-- START OF TEXT PASSAGE --
I believe that a common platform and meeting place for meaningful interreligious dialogue exists. I submit that

a broad range of common, overlapping human experiences can be intelligibly described and compared under Luther’s notion of divine hiddenness. The category of “the hidden God” (deus absconditus) serves as a bridge between a Lutheran theology of grace and the broader context of religious pluralism. As a theology centered on promise, my Lutheran approach is best able to establish a dialogical point of contact with others when it engages them through the category of God’s hiddenness, xlv a fruitful category in at least three ways: 1) When grounded in a theology of the cross, it facilitates an ecumenical approach toward religious pluralism; 2) It connects “Lutheran talk” with the wider, philosophical discourse, with thinkers like Dupuis, Heim, and Knitter. 3) It offers, in the Gospel, a hopeful word in the midst of ongoing distress.

While all religions have hopeful words to say, they also wrestle with whether such words of “grace” will indeed be the final word. I wish to contend that the most important similarities and overlaps concerning human religious experience are best described, not by categories of being or existence (ontology or anthropology), but rather in nuanced, cultural-linguistic terms as the paradoxical relationship between divine wrath and promise, sin and grace, law and Gospel, human brokenness and divine healing. Because human religious experience is ambiguous, left to our own devices, we don’t really quite know how to “read” or interpret nature. The “hidden God” whom nature ambiguously reveals requires unveiling, in and through the revelation in Christ, if humanity is to have a gracious relationship of trust with this God.
-- END OF TEXT PASSAGE --
▶ **WORK TO COMPLETE**
1. In the passage on Luther's notion of divine hiddenness, list the paired terms that together describe the paradoxical relationship at the center of human religious experience.
2. Carry the passage on Luther's notion of divine hiddenness further, starting after its final sentence.
-- START OF PROVIDED INFORMATION --
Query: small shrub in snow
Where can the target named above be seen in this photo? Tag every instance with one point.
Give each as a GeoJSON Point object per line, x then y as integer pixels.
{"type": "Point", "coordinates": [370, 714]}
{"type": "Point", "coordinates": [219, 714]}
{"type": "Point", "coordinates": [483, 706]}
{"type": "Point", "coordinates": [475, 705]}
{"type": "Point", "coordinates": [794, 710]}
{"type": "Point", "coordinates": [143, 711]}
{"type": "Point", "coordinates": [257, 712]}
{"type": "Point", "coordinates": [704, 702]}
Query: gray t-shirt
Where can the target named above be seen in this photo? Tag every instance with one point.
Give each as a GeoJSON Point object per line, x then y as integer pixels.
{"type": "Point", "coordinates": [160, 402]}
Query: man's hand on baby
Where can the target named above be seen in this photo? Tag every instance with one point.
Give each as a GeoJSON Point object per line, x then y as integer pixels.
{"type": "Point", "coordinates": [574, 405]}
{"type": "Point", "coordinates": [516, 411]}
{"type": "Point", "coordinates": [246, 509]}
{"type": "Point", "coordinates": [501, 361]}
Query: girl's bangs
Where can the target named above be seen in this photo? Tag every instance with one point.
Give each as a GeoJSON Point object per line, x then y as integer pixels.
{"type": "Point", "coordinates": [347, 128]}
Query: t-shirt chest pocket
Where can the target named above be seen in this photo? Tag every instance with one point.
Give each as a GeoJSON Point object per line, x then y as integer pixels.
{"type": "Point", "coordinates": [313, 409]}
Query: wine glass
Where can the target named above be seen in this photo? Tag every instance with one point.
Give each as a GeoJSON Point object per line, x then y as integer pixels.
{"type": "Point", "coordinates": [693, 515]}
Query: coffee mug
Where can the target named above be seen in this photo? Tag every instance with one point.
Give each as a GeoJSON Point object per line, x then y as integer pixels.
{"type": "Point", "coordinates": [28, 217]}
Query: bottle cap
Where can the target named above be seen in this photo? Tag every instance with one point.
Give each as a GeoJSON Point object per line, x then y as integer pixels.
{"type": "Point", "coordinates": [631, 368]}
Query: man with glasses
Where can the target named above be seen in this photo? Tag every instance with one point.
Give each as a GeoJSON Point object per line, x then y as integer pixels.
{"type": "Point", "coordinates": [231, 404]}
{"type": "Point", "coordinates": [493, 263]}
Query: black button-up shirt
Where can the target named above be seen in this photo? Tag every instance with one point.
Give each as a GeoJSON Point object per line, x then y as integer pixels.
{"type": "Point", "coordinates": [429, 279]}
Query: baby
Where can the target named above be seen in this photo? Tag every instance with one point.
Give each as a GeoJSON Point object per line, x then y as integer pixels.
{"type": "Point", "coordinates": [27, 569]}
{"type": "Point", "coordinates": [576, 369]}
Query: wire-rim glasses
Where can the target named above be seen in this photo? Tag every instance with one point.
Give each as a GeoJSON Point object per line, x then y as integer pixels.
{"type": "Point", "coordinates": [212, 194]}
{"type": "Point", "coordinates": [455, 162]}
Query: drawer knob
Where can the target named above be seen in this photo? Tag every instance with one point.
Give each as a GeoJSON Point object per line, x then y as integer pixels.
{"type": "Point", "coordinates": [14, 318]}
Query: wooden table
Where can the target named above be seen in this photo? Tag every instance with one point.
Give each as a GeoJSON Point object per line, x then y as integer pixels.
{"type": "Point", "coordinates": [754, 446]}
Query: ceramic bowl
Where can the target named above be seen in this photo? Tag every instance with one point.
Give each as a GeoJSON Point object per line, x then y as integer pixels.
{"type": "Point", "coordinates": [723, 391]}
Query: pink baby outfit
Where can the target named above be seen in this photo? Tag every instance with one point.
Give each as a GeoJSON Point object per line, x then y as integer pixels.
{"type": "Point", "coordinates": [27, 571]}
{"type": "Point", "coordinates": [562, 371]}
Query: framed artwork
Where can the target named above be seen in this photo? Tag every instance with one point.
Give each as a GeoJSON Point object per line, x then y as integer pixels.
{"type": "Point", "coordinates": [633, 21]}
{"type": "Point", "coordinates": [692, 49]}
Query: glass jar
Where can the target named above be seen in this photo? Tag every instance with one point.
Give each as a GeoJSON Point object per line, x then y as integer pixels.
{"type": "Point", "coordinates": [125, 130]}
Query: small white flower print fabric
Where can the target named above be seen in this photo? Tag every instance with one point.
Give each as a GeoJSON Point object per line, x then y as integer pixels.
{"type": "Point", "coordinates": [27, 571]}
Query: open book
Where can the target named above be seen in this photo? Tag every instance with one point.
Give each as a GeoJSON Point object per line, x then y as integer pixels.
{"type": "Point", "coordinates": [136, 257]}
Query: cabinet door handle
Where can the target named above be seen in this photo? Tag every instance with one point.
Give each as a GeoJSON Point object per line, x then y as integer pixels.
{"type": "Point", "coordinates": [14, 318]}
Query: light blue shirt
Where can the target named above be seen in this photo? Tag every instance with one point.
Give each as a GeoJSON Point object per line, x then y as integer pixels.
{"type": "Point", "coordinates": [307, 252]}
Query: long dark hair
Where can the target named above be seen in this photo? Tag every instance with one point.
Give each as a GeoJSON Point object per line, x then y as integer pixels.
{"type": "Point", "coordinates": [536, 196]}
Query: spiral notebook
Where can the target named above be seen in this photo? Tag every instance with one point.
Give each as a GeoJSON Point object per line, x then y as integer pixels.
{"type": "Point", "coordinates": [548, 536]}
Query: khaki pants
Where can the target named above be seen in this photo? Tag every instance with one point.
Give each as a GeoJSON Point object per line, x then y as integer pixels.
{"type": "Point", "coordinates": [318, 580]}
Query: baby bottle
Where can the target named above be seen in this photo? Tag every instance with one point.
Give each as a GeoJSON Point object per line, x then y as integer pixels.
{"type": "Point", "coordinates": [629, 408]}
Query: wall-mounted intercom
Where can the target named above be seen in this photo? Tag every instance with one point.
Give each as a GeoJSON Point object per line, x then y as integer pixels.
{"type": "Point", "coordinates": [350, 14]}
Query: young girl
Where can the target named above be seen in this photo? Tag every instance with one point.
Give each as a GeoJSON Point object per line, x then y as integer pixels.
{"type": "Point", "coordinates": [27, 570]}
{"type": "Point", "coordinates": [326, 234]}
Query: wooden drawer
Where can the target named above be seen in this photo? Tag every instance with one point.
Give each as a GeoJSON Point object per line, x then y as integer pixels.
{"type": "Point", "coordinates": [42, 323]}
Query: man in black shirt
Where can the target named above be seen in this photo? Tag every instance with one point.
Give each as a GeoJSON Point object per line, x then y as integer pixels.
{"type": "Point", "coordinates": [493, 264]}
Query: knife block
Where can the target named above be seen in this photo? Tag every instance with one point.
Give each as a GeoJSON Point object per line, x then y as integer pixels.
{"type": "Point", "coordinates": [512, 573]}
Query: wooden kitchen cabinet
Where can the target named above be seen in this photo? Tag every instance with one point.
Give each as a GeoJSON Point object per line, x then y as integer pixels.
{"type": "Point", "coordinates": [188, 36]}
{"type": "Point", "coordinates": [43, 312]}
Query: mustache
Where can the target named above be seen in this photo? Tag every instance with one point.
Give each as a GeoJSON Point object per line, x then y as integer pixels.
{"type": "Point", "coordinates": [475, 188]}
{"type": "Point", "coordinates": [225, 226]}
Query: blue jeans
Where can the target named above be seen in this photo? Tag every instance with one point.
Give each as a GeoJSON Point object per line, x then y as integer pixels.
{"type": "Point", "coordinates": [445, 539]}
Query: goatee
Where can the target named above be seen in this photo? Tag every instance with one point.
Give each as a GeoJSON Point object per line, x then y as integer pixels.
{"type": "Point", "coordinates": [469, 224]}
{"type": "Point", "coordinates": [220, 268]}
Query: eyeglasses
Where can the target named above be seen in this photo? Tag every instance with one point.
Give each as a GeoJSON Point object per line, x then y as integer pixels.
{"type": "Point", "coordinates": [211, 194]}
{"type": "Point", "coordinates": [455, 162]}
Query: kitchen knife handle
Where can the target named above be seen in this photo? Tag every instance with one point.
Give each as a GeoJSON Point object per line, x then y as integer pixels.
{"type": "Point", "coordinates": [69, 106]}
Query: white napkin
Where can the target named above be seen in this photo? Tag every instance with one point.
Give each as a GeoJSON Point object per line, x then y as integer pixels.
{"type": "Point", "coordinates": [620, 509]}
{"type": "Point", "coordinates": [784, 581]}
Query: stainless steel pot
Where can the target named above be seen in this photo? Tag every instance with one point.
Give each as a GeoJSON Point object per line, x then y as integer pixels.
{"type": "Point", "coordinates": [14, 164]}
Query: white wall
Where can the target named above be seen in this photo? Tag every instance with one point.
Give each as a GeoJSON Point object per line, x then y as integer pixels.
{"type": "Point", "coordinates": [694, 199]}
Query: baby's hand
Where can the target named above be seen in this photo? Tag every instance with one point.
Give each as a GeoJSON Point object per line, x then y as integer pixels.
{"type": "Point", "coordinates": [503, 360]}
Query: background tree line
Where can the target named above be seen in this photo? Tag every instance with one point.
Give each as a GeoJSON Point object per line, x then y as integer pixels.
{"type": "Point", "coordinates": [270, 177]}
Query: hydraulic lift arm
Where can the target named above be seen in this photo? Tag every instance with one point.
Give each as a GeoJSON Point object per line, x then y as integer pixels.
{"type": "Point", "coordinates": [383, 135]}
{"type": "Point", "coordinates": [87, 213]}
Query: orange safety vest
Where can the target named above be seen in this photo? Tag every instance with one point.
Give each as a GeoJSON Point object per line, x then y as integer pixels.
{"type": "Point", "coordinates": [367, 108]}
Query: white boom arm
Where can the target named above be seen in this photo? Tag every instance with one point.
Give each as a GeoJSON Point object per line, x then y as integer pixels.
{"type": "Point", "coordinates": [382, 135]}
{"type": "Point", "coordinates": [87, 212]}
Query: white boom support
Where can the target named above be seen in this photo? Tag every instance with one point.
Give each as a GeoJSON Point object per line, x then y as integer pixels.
-- END OF PROVIDED INFORMATION --
▶ **ANSWERS TO THE EXERCISES**
1.
- divine wrath and promise
- sin and grace
- law and Gospel
- human brokenness and divine healing

2.
God’s “alien work” of judging human sin in the cross (the Law) serves God’s “proper work” of justifying and reconciling sinners (the Gospel). Brian Gerrish describes the paradoxical nature of divine hiddenness in the cross: “In Christ, [God’s] wisdom is hidden under folly, his strength under abject weakness. He gives life through death, righteousness to the unrighteous; he saves by judging and damning. The Hidden God is God incarnate, crucified, hidden in suffering.”

While much remains hidden about God despite the revelation of the cross, and while adherents of other religions may be reluctant to consider a Christian theology of the cross as having any relevance to their experiences, a Christian stance toward dialogue on the topic of divine hiddenness and experiences of suffering seemingly cannot help but commend divine hiddenness as an illuminating resource for such dialogue. Luther’s emphatic claim, “The cross alone is our theology,”xlvi directs us to focus our attention on God’s paradoxical absence and presence, hiddenness and revelation, wrath and loving mercy, as those realities are conveyed in and through a theology of the cross.xlvii A theology of the cross helps us Lutheran Christians interpret, apply, and commend the Gospel as promise to our non-Christian dialogue partners in their grappling with divine hiddenness and human suffering. A Lutheran approach affirms, as Luther notes, that while all people may worship the one true God, albeit anonymously, their worship, apart from Christ, lacks many benefits, such as confidence in God’s benevolent attitude toward them and practical comfort arising from trusting the promise of divine, loving mercy in the cross. Faith in the Gospel promise offers these benefits, even as we and our non-Christian friends grapple with God’s often perplexing, disconcertingly hidden ways in our struggles and sorrows.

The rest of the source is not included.